### The problem
Reproduce the material exactly, omitting nothing.

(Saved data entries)
........
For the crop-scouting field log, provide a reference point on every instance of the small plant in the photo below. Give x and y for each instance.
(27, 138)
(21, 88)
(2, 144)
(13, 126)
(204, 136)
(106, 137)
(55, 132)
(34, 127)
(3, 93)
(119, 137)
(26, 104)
........
### Output
For the crop-scouting field log, provide a reference point on every instance of the small plant in the photo below. Give x and y for each instance.
(27, 138)
(21, 88)
(2, 144)
(13, 126)
(204, 136)
(106, 137)
(55, 132)
(34, 127)
(3, 93)
(119, 137)
(26, 104)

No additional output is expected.